WHAT IS EXPECTED: Every entry is to be printed again precisely as given.

*** Opening RECORDS SUPPLIED ***

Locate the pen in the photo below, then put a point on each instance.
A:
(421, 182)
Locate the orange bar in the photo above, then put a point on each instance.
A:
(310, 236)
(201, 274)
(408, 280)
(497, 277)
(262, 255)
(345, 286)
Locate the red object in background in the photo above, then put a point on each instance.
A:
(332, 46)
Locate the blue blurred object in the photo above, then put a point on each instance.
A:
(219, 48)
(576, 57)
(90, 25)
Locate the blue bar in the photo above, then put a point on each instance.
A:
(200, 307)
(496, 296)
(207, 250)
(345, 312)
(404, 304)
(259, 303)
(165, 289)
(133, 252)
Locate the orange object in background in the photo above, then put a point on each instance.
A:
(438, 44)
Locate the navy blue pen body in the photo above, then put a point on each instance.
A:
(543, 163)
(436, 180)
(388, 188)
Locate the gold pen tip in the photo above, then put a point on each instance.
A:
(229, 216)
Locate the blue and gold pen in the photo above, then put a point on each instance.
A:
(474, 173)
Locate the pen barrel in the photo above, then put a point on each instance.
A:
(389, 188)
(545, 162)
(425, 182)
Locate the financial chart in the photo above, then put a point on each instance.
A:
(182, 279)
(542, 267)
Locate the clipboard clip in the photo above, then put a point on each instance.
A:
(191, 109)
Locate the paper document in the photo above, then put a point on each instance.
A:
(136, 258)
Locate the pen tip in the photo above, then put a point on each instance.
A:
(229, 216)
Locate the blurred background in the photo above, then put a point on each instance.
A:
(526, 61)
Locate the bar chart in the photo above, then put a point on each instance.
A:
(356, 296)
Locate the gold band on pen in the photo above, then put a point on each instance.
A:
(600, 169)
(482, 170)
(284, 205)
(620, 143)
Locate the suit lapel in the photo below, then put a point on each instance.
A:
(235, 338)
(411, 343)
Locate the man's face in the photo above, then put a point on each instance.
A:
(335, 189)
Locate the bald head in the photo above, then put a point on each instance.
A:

*** Closing RECORDS SUPPLIED ***

RESPONSE BELOW:
Locate the pen in the photo below, then put a point on each instance.
A:
(421, 182)
Locate the orange bar in the photo above, then put a point on each instance.
A:
(310, 236)
(201, 274)
(408, 280)
(497, 277)
(262, 255)
(345, 286)
Locate the red object in background in the photo above, then put a point on each instance.
A:
(332, 46)
Locate the blue blurred object in the photo above, then put a point on each instance.
A:
(219, 48)
(576, 57)
(90, 25)
Locate the blue bar in the photo above, then put a point on each instance.
A:
(200, 307)
(496, 296)
(207, 250)
(345, 312)
(404, 304)
(259, 303)
(165, 289)
(133, 252)
Locate the orange object in background in the photo above, then put a point on each instance.
A:
(438, 44)
Locate the navy blue pen body in the photo above, then put a point on each instance.
A:
(543, 163)
(436, 180)
(388, 188)
Locate the gold pen tip in the photo above, then put a point on each instance.
A:
(229, 216)
Locate the blue and gold pen in the photo above, then put a point on each instance.
A:
(474, 173)
Locate the pen barrel in the photo above, then put a point on each instance.
A:
(389, 188)
(545, 162)
(425, 182)
Locate the financial chart in the photo above, then put a point on each instance.
A:
(182, 279)
(542, 267)
Locate the clipboard clip in the photo above, then put a point on each instance.
A:
(191, 109)
Locate the paper document in the photo above, then put a point on each instance.
A:
(136, 258)
Locate the pen tip in the photo above, then put a point on each instance.
A:
(229, 216)
Locate the blurred background in the photo above, then put a point on each instance.
A:
(526, 61)
Locate the bar chart in the photo above, then put a point on each instance.
A:
(356, 296)
Locate the gold band on pen in the photo above, then put a point on each instance.
A:
(600, 169)
(482, 170)
(284, 205)
(620, 143)
Locate the suit lapel in the photo below, then put a point on each instance.
A:
(235, 338)
(411, 343)
Locate the man's face in the photo above, then put a point on each instance.
A:
(335, 189)
Locate the bald head in the photo above, then put a point on each instance.
A:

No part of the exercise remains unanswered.